Collection entries:
____

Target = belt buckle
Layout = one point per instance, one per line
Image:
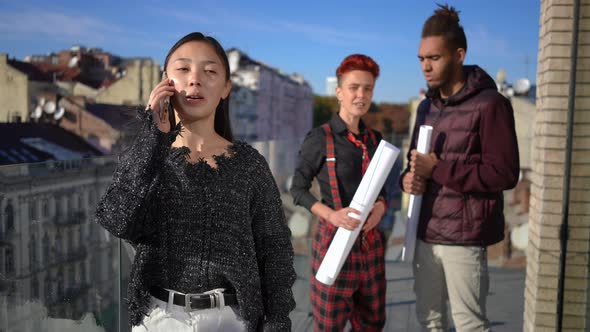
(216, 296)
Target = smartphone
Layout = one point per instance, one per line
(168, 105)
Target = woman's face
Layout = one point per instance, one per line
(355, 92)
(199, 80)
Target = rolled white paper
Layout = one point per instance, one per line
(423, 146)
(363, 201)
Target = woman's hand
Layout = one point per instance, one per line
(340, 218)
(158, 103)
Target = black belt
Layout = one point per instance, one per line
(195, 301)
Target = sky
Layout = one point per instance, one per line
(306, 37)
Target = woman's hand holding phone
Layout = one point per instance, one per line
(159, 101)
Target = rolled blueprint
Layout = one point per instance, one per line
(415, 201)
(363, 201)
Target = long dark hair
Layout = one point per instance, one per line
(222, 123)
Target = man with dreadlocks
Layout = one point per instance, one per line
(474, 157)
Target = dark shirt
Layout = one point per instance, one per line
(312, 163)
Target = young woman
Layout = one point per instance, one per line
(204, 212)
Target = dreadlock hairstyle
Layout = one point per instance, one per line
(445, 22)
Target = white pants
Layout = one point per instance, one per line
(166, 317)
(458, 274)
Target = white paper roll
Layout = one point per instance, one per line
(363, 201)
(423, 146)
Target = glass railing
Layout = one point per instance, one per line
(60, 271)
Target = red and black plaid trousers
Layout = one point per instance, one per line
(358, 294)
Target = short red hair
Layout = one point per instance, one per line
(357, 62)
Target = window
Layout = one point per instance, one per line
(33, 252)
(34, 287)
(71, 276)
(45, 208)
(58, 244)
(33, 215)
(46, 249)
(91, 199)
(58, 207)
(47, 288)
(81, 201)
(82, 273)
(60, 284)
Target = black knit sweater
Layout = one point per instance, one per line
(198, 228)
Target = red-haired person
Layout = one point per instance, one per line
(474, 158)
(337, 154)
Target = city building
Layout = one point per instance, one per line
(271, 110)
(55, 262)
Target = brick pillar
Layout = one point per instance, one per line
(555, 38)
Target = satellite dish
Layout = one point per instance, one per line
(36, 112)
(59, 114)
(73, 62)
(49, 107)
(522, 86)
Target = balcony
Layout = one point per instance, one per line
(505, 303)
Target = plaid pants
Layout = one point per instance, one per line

____

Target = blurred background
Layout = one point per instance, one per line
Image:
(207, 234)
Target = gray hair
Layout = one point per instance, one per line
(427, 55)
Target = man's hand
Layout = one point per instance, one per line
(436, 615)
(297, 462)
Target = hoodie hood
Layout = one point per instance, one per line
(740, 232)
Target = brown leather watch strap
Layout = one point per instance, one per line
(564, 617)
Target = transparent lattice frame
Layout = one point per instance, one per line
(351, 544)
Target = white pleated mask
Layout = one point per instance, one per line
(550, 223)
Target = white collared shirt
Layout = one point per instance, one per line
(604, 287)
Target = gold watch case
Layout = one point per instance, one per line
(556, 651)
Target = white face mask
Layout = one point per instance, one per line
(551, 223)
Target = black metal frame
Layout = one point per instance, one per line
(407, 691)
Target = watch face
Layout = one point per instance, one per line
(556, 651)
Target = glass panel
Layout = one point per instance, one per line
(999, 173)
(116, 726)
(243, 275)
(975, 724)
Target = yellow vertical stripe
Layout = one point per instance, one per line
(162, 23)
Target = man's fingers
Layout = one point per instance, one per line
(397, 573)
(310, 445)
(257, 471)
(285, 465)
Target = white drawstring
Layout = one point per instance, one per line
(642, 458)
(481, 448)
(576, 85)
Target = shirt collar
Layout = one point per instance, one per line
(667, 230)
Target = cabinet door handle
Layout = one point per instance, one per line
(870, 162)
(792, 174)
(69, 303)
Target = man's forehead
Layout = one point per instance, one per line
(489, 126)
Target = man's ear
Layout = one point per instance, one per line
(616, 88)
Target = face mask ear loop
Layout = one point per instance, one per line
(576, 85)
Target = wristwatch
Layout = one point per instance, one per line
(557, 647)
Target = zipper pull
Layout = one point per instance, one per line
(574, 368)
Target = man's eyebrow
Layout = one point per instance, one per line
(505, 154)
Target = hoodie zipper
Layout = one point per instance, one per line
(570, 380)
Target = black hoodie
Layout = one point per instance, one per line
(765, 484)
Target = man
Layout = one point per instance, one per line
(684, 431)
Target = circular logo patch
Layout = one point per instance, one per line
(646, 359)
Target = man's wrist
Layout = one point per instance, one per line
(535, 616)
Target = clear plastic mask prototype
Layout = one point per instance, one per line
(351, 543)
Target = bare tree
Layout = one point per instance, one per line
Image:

____

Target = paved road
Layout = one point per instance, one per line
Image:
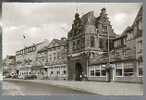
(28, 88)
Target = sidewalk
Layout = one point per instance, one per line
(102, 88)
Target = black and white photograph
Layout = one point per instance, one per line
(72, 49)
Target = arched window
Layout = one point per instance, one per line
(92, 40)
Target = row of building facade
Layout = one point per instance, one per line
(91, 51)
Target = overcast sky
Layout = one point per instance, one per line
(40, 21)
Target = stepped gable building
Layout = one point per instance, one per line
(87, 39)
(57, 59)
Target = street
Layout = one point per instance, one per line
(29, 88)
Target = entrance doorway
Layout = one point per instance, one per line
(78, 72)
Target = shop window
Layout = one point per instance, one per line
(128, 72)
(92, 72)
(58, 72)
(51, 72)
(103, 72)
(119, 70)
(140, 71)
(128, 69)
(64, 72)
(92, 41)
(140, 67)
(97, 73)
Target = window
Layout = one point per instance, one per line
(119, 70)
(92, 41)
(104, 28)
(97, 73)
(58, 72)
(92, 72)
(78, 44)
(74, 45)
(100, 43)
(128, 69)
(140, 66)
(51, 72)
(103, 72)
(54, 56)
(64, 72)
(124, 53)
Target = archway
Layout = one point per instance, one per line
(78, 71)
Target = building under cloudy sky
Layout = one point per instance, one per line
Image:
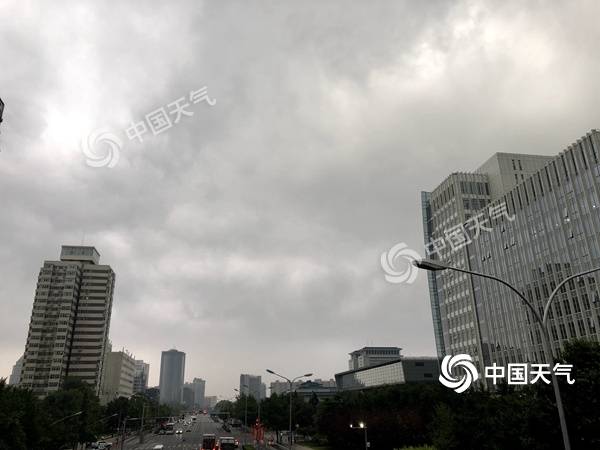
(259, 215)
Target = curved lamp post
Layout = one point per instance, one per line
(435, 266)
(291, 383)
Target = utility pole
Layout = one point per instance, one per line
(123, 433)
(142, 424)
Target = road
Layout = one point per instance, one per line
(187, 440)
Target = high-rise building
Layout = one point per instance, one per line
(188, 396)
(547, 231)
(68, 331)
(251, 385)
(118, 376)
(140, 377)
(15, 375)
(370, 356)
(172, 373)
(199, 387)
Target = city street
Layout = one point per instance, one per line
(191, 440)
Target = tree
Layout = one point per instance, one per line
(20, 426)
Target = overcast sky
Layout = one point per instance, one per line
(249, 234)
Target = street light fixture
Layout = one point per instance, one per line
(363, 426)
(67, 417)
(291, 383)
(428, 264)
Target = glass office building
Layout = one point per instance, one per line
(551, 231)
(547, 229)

____

_WHAT TO DO_
Find every line in the data above that contains the word "glass", and copy each of those lines.

_THE REPLY_
Target = glass railing
Target = glass panel
Target = glass office building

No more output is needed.